» READING PASSAGE
>> START
Yep, Mud tires....25" Mudlites are probably the reason ya got stuck in a mud hole. Consider some bigger tires or bigger lug at least and yer 840 will walk all kinds of holes like they were pee puddles. LOL! Rubberdown Customs 2" lift would give ya a little more authority as well.....


----------



## J2! (May 8, 2010)

Man that sucks. But if you're getting an 840 built for two grand then that's a hell of a deal, mine wasn't even close to that. LOL Good luck with it and hope you enjoy your new found POWER !!!


----------



## Gravehunter (Mar 12, 2011)

Well at least there is something to look forward to out of all this(840). 
Be prepared for a very large labor bill when its all done! Your $2000 price will go out the window in a hurry!!


----------



## NMKawierider (Apr 11, 2009)

suzukiking07 said:


> p.s i already got a slip on big gun evo
> epi clutch kit( running 25in mud lights)
> 
> am i missing anything i should be getting while this is at the stage it is now..


Yeah...some real tires....and some snorkles!!!...lol


----------



## Babybrute86 (Nov 16, 2010)

very true..... tires, lift and snorkles would help when you play in water!


----------



## montecarlo (Mar 17, 2011)

biggest thing your are missing is snorkels. if u had them it probably wouldnt ve happened


----------



## sjf323 (Mar 11, 2009)

I would of been freaking sick, sinking my brand new brute. Hell my brute is 3 yrs old and I would still cry if I sunk my brute.


----------



## suzukiking07 (Jan 3, 2011)

im still sick to my stomach..im def getting a snorkel kit..i dont usally play in the mud holes but it is what it is..i got the 840 kit complete for 
$750..labor who knows yet..i just dropped the heads off to have them punched out for more flow..cant wait to get her back up and running soon..does anyone on here have a big bore kit like 840 or something bigger..now after i already payed for the kit im hearing i might get some oil feed back into the air box if i ride the quad hard..if this is true.is there a fix?


----------



## drtj (May 3, 2009)

search for catch can mod. that will fix the oil in the air box


----------



## J2! (May 8, 2010)

^^ Agreed..On mine, instead of the catch can, I just have a hose ran from each cylinder to a "T" and ran one hose up to the snorkles with a 90* fitting on the end. Works good. It let's it breathe so it don't build up pressure.


----------



## suzukiking07 (Jan 3, 2011)

wait can you explain a little better..how do you havew a hose from each cylinder..did you drill and tap into valve cover? and the hose just runs up high? sorry to ask all the questions..i just am very new to this


----------



## kawboy1 (Aug 25, 2010)
>> END
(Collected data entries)
>> START
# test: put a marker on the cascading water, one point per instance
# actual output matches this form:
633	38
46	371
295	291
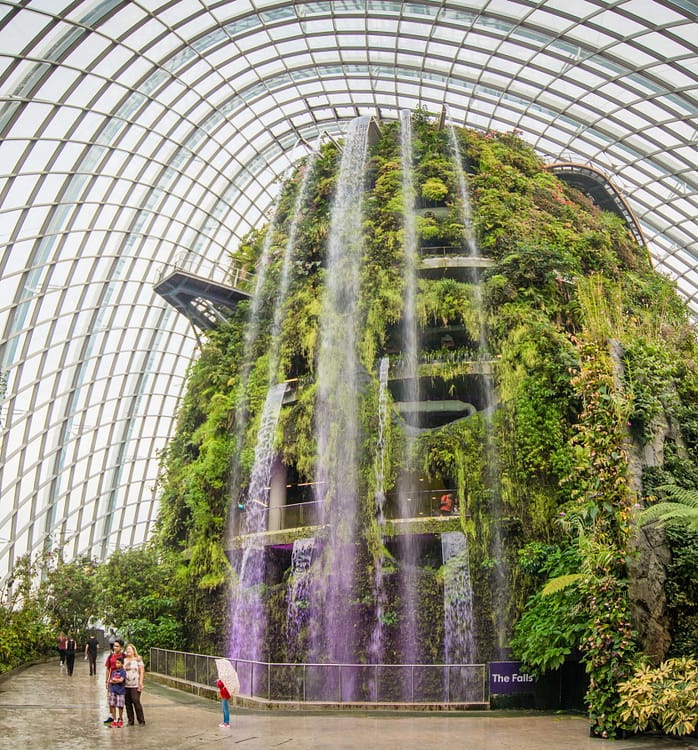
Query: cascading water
>> END
» TASK INSTRUCTIONS
A - Can you extract the part of the forum thread starting at "## sjf323 (Mar" and ending at "there a fix?", word for word?
B - Could you rewrite the whole listing with "marker" changed to "pin" and everything else kept the same? Leave the pictures out.

» COMPLETED EXERCISE
A -
## sjf323 (Mar 11, 2009)

I would of been freaking sick, sinking my brand new brute. Hell my brute is 3 yrs old and I would still cry if I sunk my brute.


----------



## suzukiking07 (Jan 3, 2011)

im still sick to my stomach..im def getting a snorkel kit..i dont usally play in the mud holes but it is what it is..i got the 840 kit complete for 
$750..labor who knows yet..i just dropped the heads off to have them punched out for more flow..cant wait to get her back up and running soon..does anyone on here have a big bore kit like 840 or something bigger..now after i already payed for the kit im hearing i might get some oil feed back into the air box if i ride the quad hard..if this is true.is there a fix?

B -
# test: put a pin on the cascading water, one point per instance
# actual output matches this form:
633	38
46	371
295	291
Query: cascading water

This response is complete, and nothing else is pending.